* _WHAT TO WORK ON_: The following data has a line with "Detect red cross" and a line with "Detect white ceiling". Write out exactly those lines and all the lines between them.

* _Extracted records_:
# # # #

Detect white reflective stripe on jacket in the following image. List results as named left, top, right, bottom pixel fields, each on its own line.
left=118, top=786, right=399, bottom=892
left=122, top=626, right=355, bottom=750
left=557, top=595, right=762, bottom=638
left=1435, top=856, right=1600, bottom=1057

# # # #

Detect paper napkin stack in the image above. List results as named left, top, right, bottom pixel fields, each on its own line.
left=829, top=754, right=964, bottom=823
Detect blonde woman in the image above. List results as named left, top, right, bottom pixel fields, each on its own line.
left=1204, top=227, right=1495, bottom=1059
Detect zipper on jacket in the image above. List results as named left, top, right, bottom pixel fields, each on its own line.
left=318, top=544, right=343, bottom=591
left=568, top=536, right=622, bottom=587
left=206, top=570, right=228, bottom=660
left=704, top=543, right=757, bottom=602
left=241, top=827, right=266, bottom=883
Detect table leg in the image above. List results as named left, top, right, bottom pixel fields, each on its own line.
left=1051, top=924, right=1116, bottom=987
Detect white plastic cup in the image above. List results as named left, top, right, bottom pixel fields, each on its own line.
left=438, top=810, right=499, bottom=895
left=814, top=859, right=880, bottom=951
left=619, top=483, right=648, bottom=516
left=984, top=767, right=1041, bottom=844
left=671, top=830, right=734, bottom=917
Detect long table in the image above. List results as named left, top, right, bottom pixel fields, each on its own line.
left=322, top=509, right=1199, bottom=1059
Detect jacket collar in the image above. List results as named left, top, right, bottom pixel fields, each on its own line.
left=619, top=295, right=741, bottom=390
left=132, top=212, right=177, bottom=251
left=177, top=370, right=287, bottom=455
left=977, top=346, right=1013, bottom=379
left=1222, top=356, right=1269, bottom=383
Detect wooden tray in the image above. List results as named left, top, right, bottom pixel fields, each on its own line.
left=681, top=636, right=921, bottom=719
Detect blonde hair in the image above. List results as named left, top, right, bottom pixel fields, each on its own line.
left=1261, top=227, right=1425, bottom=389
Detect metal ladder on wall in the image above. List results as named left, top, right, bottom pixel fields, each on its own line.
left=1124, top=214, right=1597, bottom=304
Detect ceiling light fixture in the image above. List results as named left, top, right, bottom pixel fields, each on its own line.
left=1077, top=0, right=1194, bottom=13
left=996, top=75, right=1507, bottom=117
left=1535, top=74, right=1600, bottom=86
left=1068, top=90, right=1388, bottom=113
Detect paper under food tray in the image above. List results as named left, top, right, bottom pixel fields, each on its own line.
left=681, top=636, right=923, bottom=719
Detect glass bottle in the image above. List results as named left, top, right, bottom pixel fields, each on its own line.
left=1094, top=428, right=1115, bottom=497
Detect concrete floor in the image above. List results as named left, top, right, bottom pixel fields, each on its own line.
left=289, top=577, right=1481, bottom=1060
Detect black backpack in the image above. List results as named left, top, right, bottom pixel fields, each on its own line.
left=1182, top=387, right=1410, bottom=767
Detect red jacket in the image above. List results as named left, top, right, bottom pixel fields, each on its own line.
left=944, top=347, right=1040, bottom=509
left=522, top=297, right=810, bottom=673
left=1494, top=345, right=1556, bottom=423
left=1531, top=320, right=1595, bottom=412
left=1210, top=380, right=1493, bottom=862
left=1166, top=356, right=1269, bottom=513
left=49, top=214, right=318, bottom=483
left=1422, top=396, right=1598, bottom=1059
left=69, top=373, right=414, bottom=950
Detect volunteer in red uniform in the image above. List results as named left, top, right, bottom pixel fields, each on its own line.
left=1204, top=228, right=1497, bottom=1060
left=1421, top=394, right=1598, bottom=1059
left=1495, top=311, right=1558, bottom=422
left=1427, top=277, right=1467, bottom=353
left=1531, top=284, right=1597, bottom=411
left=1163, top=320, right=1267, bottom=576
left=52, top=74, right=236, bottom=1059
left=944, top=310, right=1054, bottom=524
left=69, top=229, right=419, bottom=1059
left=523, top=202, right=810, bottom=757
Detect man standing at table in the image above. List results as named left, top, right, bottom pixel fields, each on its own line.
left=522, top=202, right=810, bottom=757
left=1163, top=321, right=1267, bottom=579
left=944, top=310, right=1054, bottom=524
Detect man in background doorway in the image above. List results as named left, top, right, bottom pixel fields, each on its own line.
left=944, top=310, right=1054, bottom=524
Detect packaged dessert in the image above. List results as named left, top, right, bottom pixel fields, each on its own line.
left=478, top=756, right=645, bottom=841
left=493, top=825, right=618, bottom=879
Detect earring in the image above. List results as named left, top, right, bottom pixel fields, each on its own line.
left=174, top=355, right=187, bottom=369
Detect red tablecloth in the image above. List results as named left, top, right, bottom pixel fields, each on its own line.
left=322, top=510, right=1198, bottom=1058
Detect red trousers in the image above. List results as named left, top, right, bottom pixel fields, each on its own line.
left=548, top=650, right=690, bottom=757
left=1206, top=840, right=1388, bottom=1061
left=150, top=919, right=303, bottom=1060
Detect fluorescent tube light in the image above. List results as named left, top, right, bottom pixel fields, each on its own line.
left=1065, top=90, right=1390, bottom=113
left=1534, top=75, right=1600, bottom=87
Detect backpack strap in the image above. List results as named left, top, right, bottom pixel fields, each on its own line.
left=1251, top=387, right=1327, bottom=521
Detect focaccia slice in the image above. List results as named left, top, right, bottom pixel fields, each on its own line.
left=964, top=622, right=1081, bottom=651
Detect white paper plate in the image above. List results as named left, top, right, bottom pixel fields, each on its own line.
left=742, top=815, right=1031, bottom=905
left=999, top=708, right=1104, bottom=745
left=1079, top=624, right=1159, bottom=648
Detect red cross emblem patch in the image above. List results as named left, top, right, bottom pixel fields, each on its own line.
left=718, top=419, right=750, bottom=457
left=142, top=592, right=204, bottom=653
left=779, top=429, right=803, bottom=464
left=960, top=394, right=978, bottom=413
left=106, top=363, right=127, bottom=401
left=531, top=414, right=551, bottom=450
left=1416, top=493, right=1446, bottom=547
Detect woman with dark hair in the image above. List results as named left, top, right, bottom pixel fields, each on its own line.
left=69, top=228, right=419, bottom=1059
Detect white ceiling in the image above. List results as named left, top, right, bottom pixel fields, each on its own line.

# # # #

* _TASK OUTPUT_:
Detect red cross emblem patch in the image above. List results as named left, top, right, bottom pixel fields, each on its own line.
left=718, top=419, right=750, bottom=457
left=142, top=592, right=204, bottom=653
left=779, top=429, right=803, bottom=464
left=960, top=394, right=978, bottom=413
left=106, top=363, right=127, bottom=401
left=531, top=414, right=551, bottom=450
left=1416, top=493, right=1446, bottom=547
Detect woman with dark hair in the image above. List results as named left, top, right, bottom pixel fields, each on its own line.
left=69, top=228, right=419, bottom=1059
Detect white ceiling in the image above. List results as named left, top, right, bottom pixel fields, each on its own line.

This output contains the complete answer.